What "Emergent City" offers is a pretty stirring defense of "member deference," with Menchaca dragging the process out for years, as the community, developers, and economic conditions spar over the future of Sunset Park's waterfront. It isn't pretty, but it is democratic—something that is rare when it comes to determining the future of the city's rapidly shifting neighborhoods. 

What happens to our cast of characters? Mitaynes becomes an assemblymember helping to push a green transition at the state level. Avilés takes Menchaca's seat. Menchaca himself has a short-lived run for mayor and, well, he's around. Adams, of course, becomes mayor—and the new head of the City's secretive, semi-private developer, the Economic Development Corporation: Andrew Kimball. 

So what happens when a community says no? Do they damn themselves to the dustbin of economic development history? (This next part might be instructive for those following the saga of the Citi Field parking lot, where Queens State Senator Jessica Ramos recently played the Menchaca role and effectively killed Steve Cohen's casino plan.) 

The EDC, the state, and the federal government took a hard look at the community plan for green waterfront jobs. Earlier this week, now-Mayor Adams cut the ribbon on a new industrial area that will be central for the state's wind turbine sector, providing those needed jobs, while also committing to local, union labor. Adjacent Industry City has settled into a terminal phase of redeveloped banality, a ghost-town on most days, mostly catering to tourists, with offices and workshops for firms that build things you don't need. 

There are still abandoned buildings where Industry City had imagined hotels. There's still tons of "undeveloped" space. But sometimes the power of a "no" is a way to say yes to something completely different. "Emergent City" is a documentary about what happens when developers try to force a vision on a community that doesn't want it. Sunset Park residents are living through what happens next. 

On Thursday it was announced that the long-running PBS documentary showcase POV has acquired "Emergent City," so keep an eye out for it on public television soon!

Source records
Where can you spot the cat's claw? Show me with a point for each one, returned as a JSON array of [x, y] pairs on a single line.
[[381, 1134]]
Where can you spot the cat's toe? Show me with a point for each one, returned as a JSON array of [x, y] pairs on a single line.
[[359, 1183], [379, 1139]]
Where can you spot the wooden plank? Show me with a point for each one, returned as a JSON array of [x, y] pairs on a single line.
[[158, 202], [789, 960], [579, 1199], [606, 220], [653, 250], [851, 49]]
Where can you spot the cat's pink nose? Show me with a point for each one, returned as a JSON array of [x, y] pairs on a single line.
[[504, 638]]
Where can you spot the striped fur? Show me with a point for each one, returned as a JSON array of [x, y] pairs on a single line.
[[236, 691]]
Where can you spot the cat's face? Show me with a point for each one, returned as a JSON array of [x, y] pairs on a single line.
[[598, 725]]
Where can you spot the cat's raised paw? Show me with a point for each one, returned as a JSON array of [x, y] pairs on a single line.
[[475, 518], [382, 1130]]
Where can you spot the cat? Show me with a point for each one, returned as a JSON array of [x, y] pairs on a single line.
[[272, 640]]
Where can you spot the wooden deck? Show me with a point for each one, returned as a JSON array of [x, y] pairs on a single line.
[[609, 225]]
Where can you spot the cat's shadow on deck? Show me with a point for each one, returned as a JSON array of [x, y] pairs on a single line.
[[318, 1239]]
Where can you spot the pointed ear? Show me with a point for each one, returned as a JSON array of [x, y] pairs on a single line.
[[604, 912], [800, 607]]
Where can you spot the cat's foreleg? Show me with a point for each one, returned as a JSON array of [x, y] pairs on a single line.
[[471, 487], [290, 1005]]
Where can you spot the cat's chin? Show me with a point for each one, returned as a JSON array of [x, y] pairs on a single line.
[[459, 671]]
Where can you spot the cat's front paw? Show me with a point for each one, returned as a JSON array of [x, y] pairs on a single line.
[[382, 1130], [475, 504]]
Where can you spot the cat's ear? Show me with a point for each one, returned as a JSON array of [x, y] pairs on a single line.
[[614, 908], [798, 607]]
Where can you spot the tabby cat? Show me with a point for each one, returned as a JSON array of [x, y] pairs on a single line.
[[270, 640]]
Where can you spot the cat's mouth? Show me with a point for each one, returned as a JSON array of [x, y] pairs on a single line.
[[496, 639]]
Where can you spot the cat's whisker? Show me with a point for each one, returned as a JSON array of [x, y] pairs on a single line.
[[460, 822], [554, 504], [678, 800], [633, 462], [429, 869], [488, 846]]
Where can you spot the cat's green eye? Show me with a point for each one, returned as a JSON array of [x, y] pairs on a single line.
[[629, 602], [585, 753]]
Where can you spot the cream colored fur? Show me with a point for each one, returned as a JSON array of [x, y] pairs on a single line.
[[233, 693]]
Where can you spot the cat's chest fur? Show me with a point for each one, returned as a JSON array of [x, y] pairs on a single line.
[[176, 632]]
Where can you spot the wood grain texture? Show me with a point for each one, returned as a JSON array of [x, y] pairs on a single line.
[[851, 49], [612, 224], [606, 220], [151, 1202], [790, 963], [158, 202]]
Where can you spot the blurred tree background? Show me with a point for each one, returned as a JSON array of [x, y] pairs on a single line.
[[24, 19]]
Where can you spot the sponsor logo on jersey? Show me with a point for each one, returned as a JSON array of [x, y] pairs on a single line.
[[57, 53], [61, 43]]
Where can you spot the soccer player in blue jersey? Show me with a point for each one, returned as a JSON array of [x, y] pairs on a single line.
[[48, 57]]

- What you will do -
1/ In the film review, who takes over Menchaca's seat?
2/ Lay out the part of the entries that opens with the line containing "Where can you spot the wood grain" and runs through the end of the entries as a JSON list of strings, one string per line, leaving out blank lines.

- Problem solutions -
1/ Avilés takes Menchaca's seat.

2/
[
  "Where can you spot the wood grain texture? Show me with a point for each one, returned as a JSON array of [x, y] pairs on a single line.",
  "[[851, 49], [612, 224], [606, 220], [151, 1202], [790, 963], [158, 202]]",
  "Where can you spot the blurred tree background? Show me with a point for each one, returned as a JSON array of [x, y] pairs on a single line.",
  "[[24, 19]]",
  "Where can you spot the sponsor logo on jersey? Show me with a point for each one, returned as a JSON array of [x, y] pairs on a single line.",
  "[[57, 53], [61, 43]]",
  "Where can you spot the soccer player in blue jersey? Show me with a point for each one, returned as a JSON array of [x, y] pairs on a single line.",
  "[[48, 57]]"
]